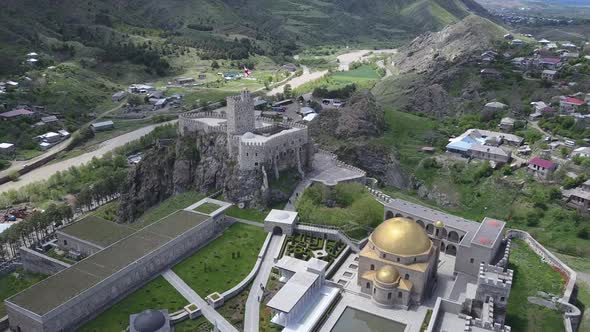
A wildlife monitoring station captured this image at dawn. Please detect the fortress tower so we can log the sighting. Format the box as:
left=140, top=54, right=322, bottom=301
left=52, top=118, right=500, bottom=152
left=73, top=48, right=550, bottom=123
left=226, top=91, right=256, bottom=136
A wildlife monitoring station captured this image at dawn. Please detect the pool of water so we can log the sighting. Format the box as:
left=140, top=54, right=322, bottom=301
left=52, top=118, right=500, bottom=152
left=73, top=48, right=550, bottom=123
left=331, top=307, right=406, bottom=332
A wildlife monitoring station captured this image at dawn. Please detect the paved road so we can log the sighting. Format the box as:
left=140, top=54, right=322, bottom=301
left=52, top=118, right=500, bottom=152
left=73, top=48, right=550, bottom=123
left=162, top=270, right=238, bottom=332
left=244, top=235, right=283, bottom=332
left=337, top=49, right=397, bottom=70
left=0, top=120, right=177, bottom=193
left=266, top=66, right=328, bottom=96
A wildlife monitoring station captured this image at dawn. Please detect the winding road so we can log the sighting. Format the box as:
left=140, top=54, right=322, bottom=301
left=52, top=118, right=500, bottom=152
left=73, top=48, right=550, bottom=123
left=0, top=120, right=178, bottom=193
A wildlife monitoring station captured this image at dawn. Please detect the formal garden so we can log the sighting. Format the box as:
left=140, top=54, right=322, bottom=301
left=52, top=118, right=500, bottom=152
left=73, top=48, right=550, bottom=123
left=281, top=234, right=346, bottom=264
left=173, top=223, right=266, bottom=297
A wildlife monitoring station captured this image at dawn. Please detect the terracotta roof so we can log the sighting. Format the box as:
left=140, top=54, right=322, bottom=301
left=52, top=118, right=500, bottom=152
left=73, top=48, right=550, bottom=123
left=529, top=157, right=557, bottom=168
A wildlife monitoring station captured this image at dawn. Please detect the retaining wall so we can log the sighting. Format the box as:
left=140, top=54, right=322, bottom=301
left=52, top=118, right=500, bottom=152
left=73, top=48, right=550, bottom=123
left=19, top=247, right=71, bottom=275
left=506, top=229, right=582, bottom=332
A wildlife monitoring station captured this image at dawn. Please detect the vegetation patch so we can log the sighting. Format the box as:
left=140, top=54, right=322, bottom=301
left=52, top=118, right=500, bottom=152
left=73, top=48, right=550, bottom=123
left=297, top=183, right=383, bottom=239
left=0, top=269, right=47, bottom=317
left=282, top=234, right=346, bottom=266
left=506, top=240, right=565, bottom=331
left=194, top=202, right=221, bottom=214
left=173, top=223, right=266, bottom=296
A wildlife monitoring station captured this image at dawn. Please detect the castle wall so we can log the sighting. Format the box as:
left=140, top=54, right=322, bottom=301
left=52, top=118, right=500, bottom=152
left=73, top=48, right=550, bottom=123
left=5, top=219, right=231, bottom=332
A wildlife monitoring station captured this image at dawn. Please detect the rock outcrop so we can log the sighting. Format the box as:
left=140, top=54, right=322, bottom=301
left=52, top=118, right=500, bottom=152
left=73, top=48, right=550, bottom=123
left=118, top=134, right=270, bottom=222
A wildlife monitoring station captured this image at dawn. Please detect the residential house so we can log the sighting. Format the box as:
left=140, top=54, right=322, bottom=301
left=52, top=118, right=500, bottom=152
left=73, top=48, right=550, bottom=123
left=499, top=117, right=515, bottom=132
left=0, top=143, right=16, bottom=155
left=562, top=180, right=590, bottom=213
left=111, top=91, right=127, bottom=103
left=528, top=157, right=557, bottom=180
left=559, top=97, right=586, bottom=113
left=536, top=58, right=561, bottom=70
left=0, top=108, right=36, bottom=120
left=174, top=77, right=195, bottom=85
left=541, top=69, right=557, bottom=81
left=41, top=115, right=59, bottom=124
left=483, top=101, right=508, bottom=112
left=90, top=121, right=115, bottom=131
left=572, top=146, right=590, bottom=158
left=480, top=68, right=502, bottom=79
left=127, top=84, right=156, bottom=93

**To do:** Could you rewrite the material above as a Markdown table with the columns Row and Text, running from its start through the line holding "left=173, top=223, right=266, bottom=297", inclusive? Give each line a row number, and leave out blank lines and pictures.

**Task solution:**
| Row | Text |
|---|---|
| 1 | A wildlife monitoring station captured this image at dawn. Please detect the fortress tower so we can log the sighting. Format the box as: |
| 2 | left=140, top=54, right=322, bottom=301 |
| 3 | left=52, top=118, right=500, bottom=152 |
| 4 | left=73, top=48, right=550, bottom=123 |
| 5 | left=226, top=91, right=256, bottom=136 |
| 6 | A wildlife monitoring station captured this image at dawn. Please detect the pool of water so we can log the sighting. Format the box as: |
| 7 | left=140, top=54, right=322, bottom=301 |
| 8 | left=52, top=118, right=500, bottom=152 |
| 9 | left=73, top=48, right=550, bottom=123 |
| 10 | left=331, top=307, right=406, bottom=332 |
| 11 | A wildlife monitoring station captured this image at dawn. Please detect the paved road so we can log the sighting. Format the box as: |
| 12 | left=140, top=54, right=322, bottom=301 |
| 13 | left=52, top=118, right=500, bottom=152 |
| 14 | left=73, top=48, right=550, bottom=123 |
| 15 | left=162, top=270, right=238, bottom=332 |
| 16 | left=244, top=235, right=283, bottom=332 |
| 17 | left=337, top=49, right=397, bottom=70 |
| 18 | left=0, top=120, right=177, bottom=193 |
| 19 | left=266, top=66, right=328, bottom=96 |
| 20 | A wildlife monitoring station captured this image at dawn. Please detect the winding road so we can log the sighting. Format the box as: |
| 21 | left=140, top=54, right=322, bottom=301 |
| 22 | left=52, top=118, right=500, bottom=152 |
| 23 | left=73, top=48, right=550, bottom=123 |
| 24 | left=0, top=120, right=178, bottom=193 |
| 25 | A wildlife monitoring station captured this image at dawn. Please detect the formal garden so we can log the sighting. Format the box as: |
| 26 | left=140, top=54, right=322, bottom=301 |
| 27 | left=52, top=118, right=500, bottom=152 |
| 28 | left=73, top=48, right=550, bottom=123 |
| 29 | left=281, top=234, right=346, bottom=264 |
| 30 | left=173, top=223, right=266, bottom=297 |